> [Set problem 1] Collect every line of the records that contains the string "tree", matching case exactly.

We find it unnecessary to reach the question of whether an inverse condemnation action is an
appropriate remedy in this case in determining that a writ of mandamus was not available to Hobson and
Strickland. Substantial authority exists for the proposition that private citizens may resort to the remedy
of mandamus to compel public officials and bodies to act only as to non-discretionary duties plainly
required by law. USPCI of Mississippi, Inc. v. State ex rel. McGowan, 688 So. 2d 783, 789 (Miss.
1997); Jackson County Sch. Bd., 605 So. 2d 731, 734 (Miss. 1992); Powell v. State Tax Comm'n,
101 So. 2d 350, 352-53 (Miss. 1958). Even assuming for sake of argument that the City had a clear
contractual right to compel the railroad to undertake to repair and maintain the bridge in question, there is
no authority of which this Court is aware for the notion that a public body is compelled as a matter of law
to insist on the strict enforcement of every available obligation owed it under any and all contracts and
agreements entered into by the body. The decision to seek full compliance or to simply forego the
enforcement of contract rights that might arguably exist is one that necessarily involves substantial exercise
of discretion on the part of the governing body.

> [Set problem 2] Rewrite the stretch of the mandamus passage from "1997); Jackson County" through "the governing body.", replacing "bridge" with "overpass".

> [Input data]

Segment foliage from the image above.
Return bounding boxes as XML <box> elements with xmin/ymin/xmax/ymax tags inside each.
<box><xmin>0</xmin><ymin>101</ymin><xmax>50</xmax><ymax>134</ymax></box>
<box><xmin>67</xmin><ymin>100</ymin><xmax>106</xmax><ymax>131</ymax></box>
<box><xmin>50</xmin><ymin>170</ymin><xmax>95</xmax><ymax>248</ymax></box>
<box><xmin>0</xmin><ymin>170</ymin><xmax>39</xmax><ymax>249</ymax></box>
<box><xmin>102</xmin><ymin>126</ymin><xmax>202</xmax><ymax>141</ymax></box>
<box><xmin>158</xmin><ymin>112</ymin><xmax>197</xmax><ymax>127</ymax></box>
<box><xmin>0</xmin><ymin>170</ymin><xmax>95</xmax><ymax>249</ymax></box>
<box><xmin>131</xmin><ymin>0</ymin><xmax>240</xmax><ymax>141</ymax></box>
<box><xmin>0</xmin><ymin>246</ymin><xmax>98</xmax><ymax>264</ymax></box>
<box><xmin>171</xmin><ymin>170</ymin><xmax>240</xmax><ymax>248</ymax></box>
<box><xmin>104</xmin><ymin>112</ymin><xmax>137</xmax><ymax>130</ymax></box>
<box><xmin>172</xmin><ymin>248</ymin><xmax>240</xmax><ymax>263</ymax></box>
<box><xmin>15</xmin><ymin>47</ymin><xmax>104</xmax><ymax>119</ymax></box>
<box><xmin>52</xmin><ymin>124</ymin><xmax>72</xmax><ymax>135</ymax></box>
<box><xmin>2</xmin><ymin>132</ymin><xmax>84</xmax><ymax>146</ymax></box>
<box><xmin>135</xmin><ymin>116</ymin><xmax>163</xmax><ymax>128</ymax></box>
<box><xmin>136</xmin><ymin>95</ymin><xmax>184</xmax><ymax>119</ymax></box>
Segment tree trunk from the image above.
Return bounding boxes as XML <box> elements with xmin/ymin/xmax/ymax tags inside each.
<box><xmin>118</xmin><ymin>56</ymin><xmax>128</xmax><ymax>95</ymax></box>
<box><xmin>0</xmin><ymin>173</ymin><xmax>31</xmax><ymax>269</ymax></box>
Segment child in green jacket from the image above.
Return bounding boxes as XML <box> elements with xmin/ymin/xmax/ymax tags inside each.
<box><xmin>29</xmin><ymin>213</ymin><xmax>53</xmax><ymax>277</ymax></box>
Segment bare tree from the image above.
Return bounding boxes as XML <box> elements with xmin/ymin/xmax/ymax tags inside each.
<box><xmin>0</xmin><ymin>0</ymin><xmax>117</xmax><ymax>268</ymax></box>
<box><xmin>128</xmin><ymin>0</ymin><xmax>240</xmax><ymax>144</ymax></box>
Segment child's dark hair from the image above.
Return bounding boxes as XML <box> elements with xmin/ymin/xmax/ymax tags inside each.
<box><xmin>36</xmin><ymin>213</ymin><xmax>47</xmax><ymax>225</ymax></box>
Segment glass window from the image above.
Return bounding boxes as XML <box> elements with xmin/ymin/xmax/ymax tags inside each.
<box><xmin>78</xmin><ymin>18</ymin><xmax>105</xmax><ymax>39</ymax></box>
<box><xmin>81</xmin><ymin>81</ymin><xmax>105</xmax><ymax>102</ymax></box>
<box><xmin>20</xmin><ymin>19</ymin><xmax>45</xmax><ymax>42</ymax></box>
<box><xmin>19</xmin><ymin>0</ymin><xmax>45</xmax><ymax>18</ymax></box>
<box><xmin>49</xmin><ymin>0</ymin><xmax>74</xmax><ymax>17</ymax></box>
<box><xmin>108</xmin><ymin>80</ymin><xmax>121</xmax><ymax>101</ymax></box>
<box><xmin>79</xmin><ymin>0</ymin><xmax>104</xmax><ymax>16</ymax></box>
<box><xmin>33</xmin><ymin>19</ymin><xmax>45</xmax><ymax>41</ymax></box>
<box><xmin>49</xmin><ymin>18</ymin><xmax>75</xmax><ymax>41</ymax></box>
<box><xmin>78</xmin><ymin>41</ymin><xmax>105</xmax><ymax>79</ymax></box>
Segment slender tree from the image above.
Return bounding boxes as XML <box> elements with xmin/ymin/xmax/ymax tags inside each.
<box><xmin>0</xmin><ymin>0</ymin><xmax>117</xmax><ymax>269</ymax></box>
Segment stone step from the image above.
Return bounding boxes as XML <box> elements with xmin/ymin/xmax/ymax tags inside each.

> [Correct result 1]
Segment tree trunk from the image above.
Segment bare tree from the image above.
Segment slender tree from the image above.

> [Correct result 2]
1997); Jackson County Sch. Bd., 605 So. 2d 731, 734 (Miss. 1992); Powell v. State Tax Comm'n,
101 So. 2d 350, 352-53 (Miss. 1958). Even assuming for sake of argument that the City had a clear
contractual right to compel the railroad to undertake to repair and maintain the overpass in question, there is
no authority of which this Court is aware for the notion that a public body is compelled as a matter of law
to insist on the strict enforcement of every available obligation owed it under any and all contracts and
agreements entered into by the body. The decision to seek full compliance or to simply forego the
enforcement of contract rights that might arguably exist is one that necessarily involves substantial exercise
of discretion on the part of the governing body.